**記述課題 1**
項目のうち、文字列「face」を含む行だけを絞り込み、すべてそのまま書き写してください。大文字と小文字は区別する。
━━━ 抜粋文 ━━━
10Lのガラス容器中で濃塩酸4Lにキチン1kgを撹拌しながら投入した。容器を外部から温水加熱して40℃に保ちながら加水分解反応を行った。6時間後、水2.5Lをゆっくりと投入し、反応を停止した。ソーダ灰でpH3〜7に中和し、活性炭100gを投入して60分間撹拌し、脱色を行った。ろ紙ろ過により活性炭を除去後、ろ液を電気透析脱塩装置(商品名「セレミオンCMV/AMV」、旭硝子株式会社製)により脱塩した。
下記に示す配合で常法に従って清涼飲料を作った。この清涼飲料は、加熱殺菌による褐変等も生じることがなく、また、適度な甘味を有しており、非常に飲みやすかった。この清涼飲料は1日1本(50g)を目安に摂取することが好ましい。
エリスリトール 7g
フィッシュコラーゲンペプチド 1g
実施例1で得られた糖組成物 1g
ビタミンC 0.5g
ビタミンB2 5mg
酸味料 適量
甘味料 適量
香料 適量
保存料 適量
水 残り
下記に示す配合で常法に従ってゼリー飲料を作った。このゼリー飲料は、ゲル化も良好で非常に飲みやすかった。このゼリー飲料は1日1本(100g)を目安に摂取することが好ましい。
砂糖 10g
フィッシュコラーゲンペプチド 5g
濃縮果汁 5g
実施例1で得られた糖組成物 1.5g
ビタミンB2 4mg
酸味料 適量
ゲル化剤 適量
香料 適量
保存料 適量
水 残り
下記に示す配合で常法に従って野菜飲料を作った。この野菜飲料は、粘度も低く、果汁感があり、非常に飲みやすかった。この野菜飲料は1日1缶(200g)を目安に摂取することが好ましい。
人参ピューレ 20g
セロリピューレ 1g
リンゴピューレ 5g
オレンジ果汁 5g
レモン果汁 5g
砂糖 5g
実施例2で得られた糖組成物 2g
ビタミンC 0.3g
ショウガエキス 0.3g
酸味料 適量
結晶セルロース 適量
水 残り
下記に示す配合で常法に従って果実飲料を作った。この果実飲料は、外観も色鮮やかで香り良く、非常に飲食意欲をそそり、実際に試飲すると非常に美味しかった。この果実飲料は1日1パック(200g)を目安に摂取することが好ましい。
━━━
**記述課題 2**
抜粋文にある一文「このゼリー飲料は、ゲル化も良好で非常に飲みやすかった。」を英語に訳すこと。
━━━ 課題資料 ━━━
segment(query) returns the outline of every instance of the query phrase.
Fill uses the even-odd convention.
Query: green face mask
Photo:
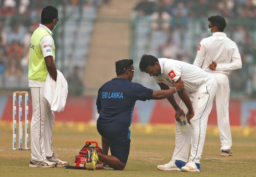
[[[210,36],[212,36],[212,34],[213,34],[213,33],[212,32],[212,28],[208,27],[208,29],[207,29],[207,30],[208,31],[208,34],[209,34],[209,35],[210,35]]]
[[[56,19],[54,19],[56,20]],[[54,27],[53,27],[53,29],[52,29],[52,31],[53,31],[54,30],[54,29],[55,29],[55,28],[56,27],[56,26],[57,26],[57,24],[58,23],[58,21],[57,21],[57,20],[56,20],[56,25],[54,25]],[[54,20],[53,20],[53,25],[54,25]]]

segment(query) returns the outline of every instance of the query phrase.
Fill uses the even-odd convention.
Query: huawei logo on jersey
[[[176,75],[175,74],[174,72],[173,72],[173,70],[172,70],[168,74],[168,75],[169,75],[169,76],[170,77],[171,77],[171,78],[172,79],[173,79],[173,78],[174,78],[174,77],[176,76]]]

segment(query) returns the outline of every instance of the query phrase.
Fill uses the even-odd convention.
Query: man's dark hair
[[[220,32],[223,32],[227,26],[225,19],[220,15],[212,16],[208,18],[208,21],[212,23],[213,26],[217,26]]]
[[[46,6],[41,13],[41,23],[49,24],[58,18],[58,10],[52,6]]]
[[[130,59],[125,59],[116,62],[116,75],[122,75],[125,72],[124,69],[131,69],[132,65],[133,64],[133,61]]]
[[[149,66],[155,66],[156,62],[158,62],[158,59],[152,55],[144,54],[140,58],[139,67],[141,72],[145,72]]]

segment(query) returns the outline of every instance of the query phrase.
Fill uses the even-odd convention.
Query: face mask
[[[56,19],[54,19],[56,20]],[[55,28],[56,27],[56,26],[57,26],[57,24],[58,23],[58,22],[57,22],[57,20],[56,20],[56,25],[54,25],[54,27],[53,27],[53,29],[52,29],[52,31],[53,31],[54,30],[54,29],[55,29]],[[54,20],[53,20],[53,25],[54,25]]]
[[[208,34],[209,34],[209,35],[210,35],[210,36],[212,36],[213,33],[212,32],[212,28],[208,27],[208,29],[207,29],[207,30],[208,31]]]

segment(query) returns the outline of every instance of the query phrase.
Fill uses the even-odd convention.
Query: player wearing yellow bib
[[[57,70],[54,63],[55,46],[52,31],[59,20],[58,10],[52,6],[44,8],[41,24],[31,37],[28,66],[28,86],[32,97],[33,115],[31,122],[32,167],[65,166],[68,163],[61,160],[52,152],[52,128],[54,114],[43,93],[48,73],[56,81]]]

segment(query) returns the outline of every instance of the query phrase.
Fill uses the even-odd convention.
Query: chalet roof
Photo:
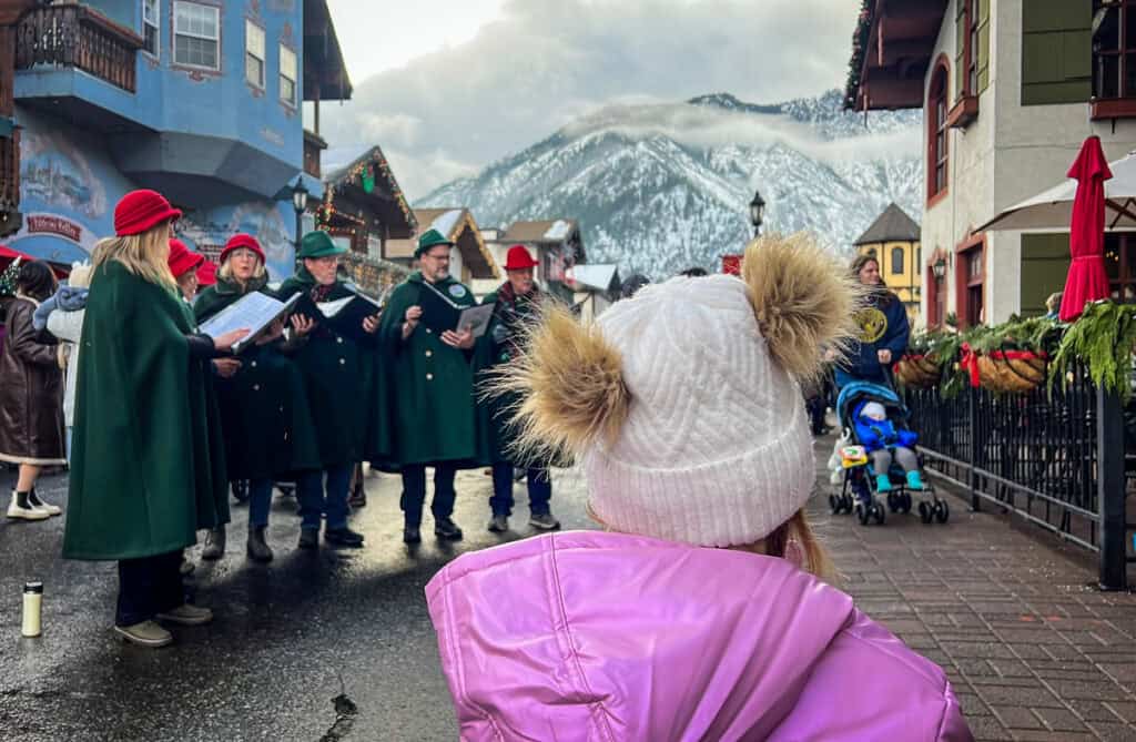
[[[415,209],[418,234],[437,230],[451,240],[461,252],[461,261],[469,267],[474,278],[500,278],[496,261],[485,245],[482,231],[473,212],[463,207],[448,209]],[[418,247],[417,236],[407,240],[390,240],[386,243],[387,258],[414,258]]]
[[[329,170],[324,183],[327,189],[325,210],[329,205],[334,212],[336,199],[341,202],[349,200],[374,212],[390,228],[391,236],[409,237],[418,227],[415,212],[378,145],[369,148],[350,164]]]
[[[351,78],[327,0],[303,0],[302,64],[304,100],[351,100]]]
[[[565,242],[579,228],[575,219],[546,219],[543,222],[515,222],[500,242]]]
[[[861,234],[860,239],[852,244],[859,247],[861,244],[876,244],[877,242],[918,242],[920,234],[921,232],[916,220],[893,202],[871,223],[868,231]]]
━━━
**回答 1**
Query: green face mask
Query: face mask

**回答 2**
This jelly drink gelled well and was very easy to drink.